→ How to complete this task
Your answer should repeat the entries in full, exactly as given, with no pictures.

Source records

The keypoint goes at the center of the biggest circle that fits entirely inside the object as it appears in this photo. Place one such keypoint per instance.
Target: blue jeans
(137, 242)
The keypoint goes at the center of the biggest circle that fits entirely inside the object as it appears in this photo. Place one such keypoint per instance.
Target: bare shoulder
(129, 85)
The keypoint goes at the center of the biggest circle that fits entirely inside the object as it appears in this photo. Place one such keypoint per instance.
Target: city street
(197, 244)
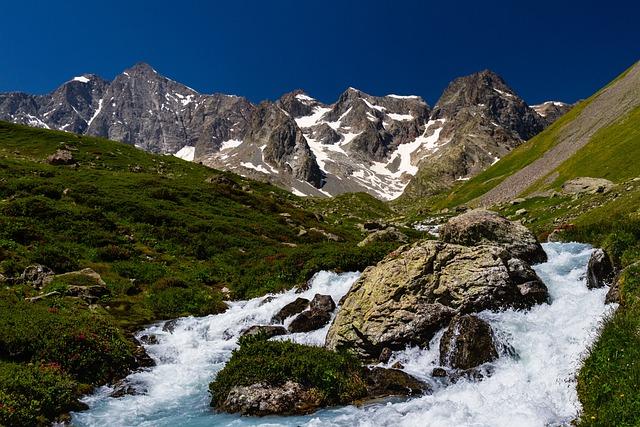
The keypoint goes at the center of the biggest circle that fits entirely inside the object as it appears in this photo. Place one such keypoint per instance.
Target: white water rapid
(536, 388)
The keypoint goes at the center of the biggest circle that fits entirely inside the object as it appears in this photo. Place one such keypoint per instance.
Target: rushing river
(536, 388)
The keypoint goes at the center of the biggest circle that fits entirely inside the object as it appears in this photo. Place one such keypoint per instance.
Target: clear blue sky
(262, 49)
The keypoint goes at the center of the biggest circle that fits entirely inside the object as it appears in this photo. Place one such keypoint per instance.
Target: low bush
(336, 375)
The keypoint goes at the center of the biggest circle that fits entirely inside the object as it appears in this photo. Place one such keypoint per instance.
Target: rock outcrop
(61, 157)
(467, 343)
(266, 330)
(360, 142)
(318, 315)
(261, 399)
(291, 309)
(416, 290)
(587, 185)
(600, 271)
(479, 226)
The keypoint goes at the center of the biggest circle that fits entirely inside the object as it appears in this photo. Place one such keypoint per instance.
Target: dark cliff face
(482, 120)
(285, 147)
(361, 142)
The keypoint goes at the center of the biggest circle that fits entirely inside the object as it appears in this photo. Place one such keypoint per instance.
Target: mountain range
(382, 145)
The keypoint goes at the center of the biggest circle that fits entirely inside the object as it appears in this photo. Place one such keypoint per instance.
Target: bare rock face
(267, 330)
(390, 234)
(551, 110)
(587, 185)
(383, 382)
(285, 147)
(600, 271)
(478, 227)
(260, 399)
(467, 343)
(417, 290)
(36, 275)
(293, 308)
(480, 119)
(318, 315)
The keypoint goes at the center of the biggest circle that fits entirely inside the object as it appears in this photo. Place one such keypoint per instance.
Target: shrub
(171, 302)
(336, 375)
(113, 253)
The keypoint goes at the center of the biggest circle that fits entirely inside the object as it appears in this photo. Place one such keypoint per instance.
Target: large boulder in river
(382, 382)
(264, 330)
(417, 289)
(467, 343)
(600, 270)
(262, 399)
(483, 227)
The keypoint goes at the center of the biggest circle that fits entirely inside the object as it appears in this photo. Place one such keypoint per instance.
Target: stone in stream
(293, 398)
(268, 330)
(483, 227)
(417, 289)
(600, 270)
(467, 343)
(316, 317)
(261, 399)
(291, 309)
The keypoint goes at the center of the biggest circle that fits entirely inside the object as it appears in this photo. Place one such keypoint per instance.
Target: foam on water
(536, 388)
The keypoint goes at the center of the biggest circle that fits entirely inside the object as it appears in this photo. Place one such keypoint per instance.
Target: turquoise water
(537, 388)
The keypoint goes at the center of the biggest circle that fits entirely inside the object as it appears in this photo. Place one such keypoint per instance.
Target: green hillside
(611, 152)
(167, 236)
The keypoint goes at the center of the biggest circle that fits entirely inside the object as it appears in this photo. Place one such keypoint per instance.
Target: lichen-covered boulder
(467, 343)
(416, 290)
(318, 315)
(261, 399)
(291, 309)
(382, 382)
(266, 330)
(483, 227)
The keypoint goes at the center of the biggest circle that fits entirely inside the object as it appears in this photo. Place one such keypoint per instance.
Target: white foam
(537, 388)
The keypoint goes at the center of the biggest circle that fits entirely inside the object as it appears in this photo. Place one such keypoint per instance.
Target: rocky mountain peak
(298, 103)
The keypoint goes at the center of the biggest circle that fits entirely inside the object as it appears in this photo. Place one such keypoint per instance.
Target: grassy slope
(521, 157)
(166, 235)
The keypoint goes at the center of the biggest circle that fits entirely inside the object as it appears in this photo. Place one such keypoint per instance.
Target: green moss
(337, 376)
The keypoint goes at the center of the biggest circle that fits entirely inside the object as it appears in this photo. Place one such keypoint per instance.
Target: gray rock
(61, 157)
(260, 399)
(322, 303)
(291, 309)
(600, 271)
(416, 290)
(36, 275)
(467, 343)
(268, 330)
(390, 234)
(481, 226)
(310, 320)
(587, 185)
(382, 382)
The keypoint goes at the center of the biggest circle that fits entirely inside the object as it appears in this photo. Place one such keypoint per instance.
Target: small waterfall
(536, 388)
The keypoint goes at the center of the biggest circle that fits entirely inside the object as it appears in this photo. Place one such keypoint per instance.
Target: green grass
(612, 153)
(336, 376)
(609, 379)
(604, 156)
(169, 219)
(164, 234)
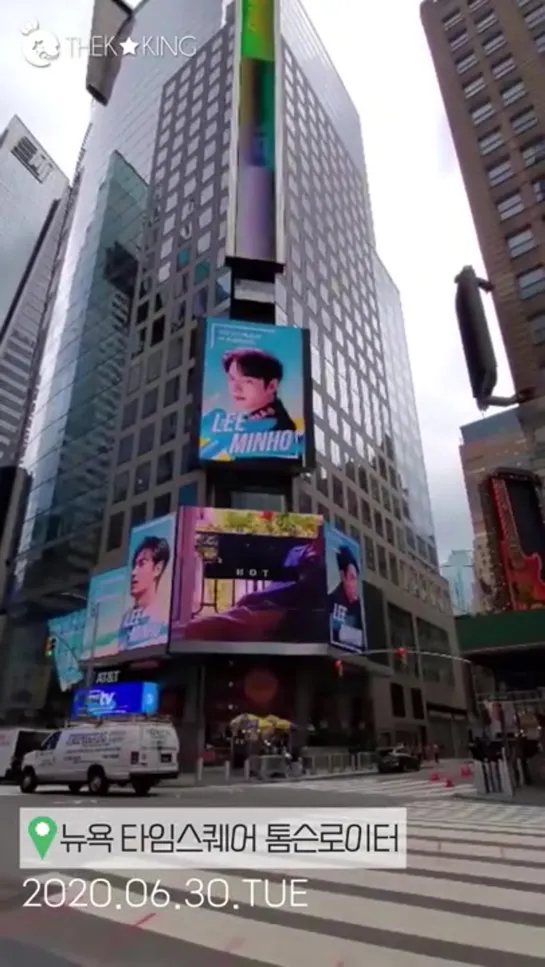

→ Result of this task
The keypoint goes at the center of the biggest circle that fits entirely inside the object as it appears in this photo. Place one such keypoint per instance.
Target: blue jeans
(137, 242)
The keypoint goes at the center of the biggest circle that fits entirely inside the object as it appears in this photo. Place one such keypoint per instance.
Target: bare shoulder
(129, 85)
The keypoint goes at the center of the biggest circle that fits entirely inside the object as it appears in this photo. Place one such keypoint per instance.
Target: city street
(197, 244)
The keypoint goes at the center of the biggest circle that fits entirely inside the object as it appears in this photo. Place one such keypoint per instance.
Target: white water rapid
(536, 388)
The keypoint goes at the center of the biggest circle that fits entirely inside the object as it appears in this photo. Place one such keypoint per instance.
Target: rushing river
(536, 388)
The keypoint goes at the center of the biggest circle that fits entirely inside the object as it appears in this photo. Place one such keypoint per instance.
Target: clear blue sky
(262, 49)
The keypoint goes at the center of the biggest circle that fits entirely inside the object as it appears in this photo. Place one such keypoint per instance.
Target: low bush
(336, 375)
The keypoint goes at the center of the biggest circle that fits entirely inside the object as it appears in this photo. Place one such keypoint per instance.
Target: rock outcrop
(61, 157)
(467, 343)
(266, 330)
(360, 142)
(318, 315)
(261, 399)
(291, 309)
(416, 290)
(587, 185)
(600, 271)
(479, 226)
The keypoint goes at the center of the biggest circle that fits entirely inside the object as it appears in this photo. Place one such keypoint per instance.
Target: dark cliff face
(482, 120)
(285, 147)
(361, 142)
The keypoint goes at the center of the biggest circle that fits entirely inside the object as it appears in this photo. Place one such keypoint per instance.
Target: mountain range
(382, 145)
The keypoint goes at the center of the biggest circle that fits entirely inside the object as it appears in this photo. Place one such keypoint per instance.
Target: bare rock face
(267, 330)
(390, 234)
(551, 110)
(587, 185)
(383, 382)
(285, 147)
(600, 271)
(478, 227)
(260, 399)
(467, 343)
(417, 290)
(36, 275)
(293, 308)
(480, 119)
(318, 315)
The keypoint goes at the center of the biggest circle that fits entirely inside the object as it appears in this photo. Place one such keypoint per instance.
Target: shrub
(171, 302)
(336, 375)
(113, 253)
The keypoint goes at the center of the biggest circle that fits entirely inside the object as it appears in this photo. Place one such keypoint per instance.
Target: large boulder in river
(382, 382)
(264, 330)
(417, 289)
(467, 343)
(600, 270)
(262, 399)
(483, 227)
The keypoint goes at the center of the biggest circle that fits entirely inside the object as it appears in this photo. Place one such keypoint per instance.
Target: stone in stream
(293, 398)
(268, 330)
(483, 227)
(417, 289)
(600, 270)
(467, 343)
(316, 317)
(261, 399)
(291, 309)
The keypoint goes at the center of the biggest circle that fits entirely inside the object as it appears in this photo. Place one such keypoint per instance.
Target: foam on water
(536, 388)
The keypoint goes at the center of the biggest circle that fits entirely inside the object as it appears in this photo. Place one such keypoint per instance.
Target: turquoise water
(537, 388)
The keypoint goes at the center of the biggest circle that fits entirely inside the object as it appears in this photo. Place one such keypoint per instance.
Target: green hillside
(611, 152)
(167, 236)
The keypoint goes at the center of the biggest circle that fits entirely inside the object as it appears in this photo. Place one such keypoint per instance.
Target: lichen-covered boulder
(467, 343)
(416, 290)
(318, 315)
(261, 399)
(291, 309)
(382, 382)
(266, 330)
(483, 227)
The keypoint goes at the center of the biggest circle that fits entirely inside the object as it appears in this photo. Place one such keypoint per instance.
Target: white foam
(537, 388)
The keypoint goes at the center of the biggest circle that fits entirely inside the object as it appears in this photo. Place one such keypoint per instance.
Target: rocky mountain peak
(298, 103)
The keypoint goes at the center of the biggest circle that fits entirely inside the object as it appears in this photo. Place one such keypoint per instance.
Target: grassy slope
(521, 157)
(166, 235)
The keypoint goes at the center of the biggest circle that fits entirely inside the object as it appears in this photo. Place one such keypoint per instance.
Target: green moss
(337, 376)
The keypoint goes at the center of the biggest circle that fits entirely inside the object as it appears in this photo. Place one such keypoint per instance.
Target: gray rock
(61, 157)
(260, 399)
(322, 303)
(291, 309)
(600, 271)
(416, 290)
(36, 275)
(467, 343)
(268, 330)
(390, 234)
(481, 226)
(310, 320)
(587, 185)
(382, 382)
The keypoint goes at the center of the biggest circle that fits entirely inside the object as it appears in this photo. Place one such keypoint per instance.
Target: small waterfall
(536, 388)
The keypoint goes at the center of the biggest circle that fits entirely inside the object as it appears in this photo. Place one such keypoint per instance.
Target: green grass
(612, 153)
(336, 376)
(609, 379)
(604, 156)
(169, 219)
(164, 234)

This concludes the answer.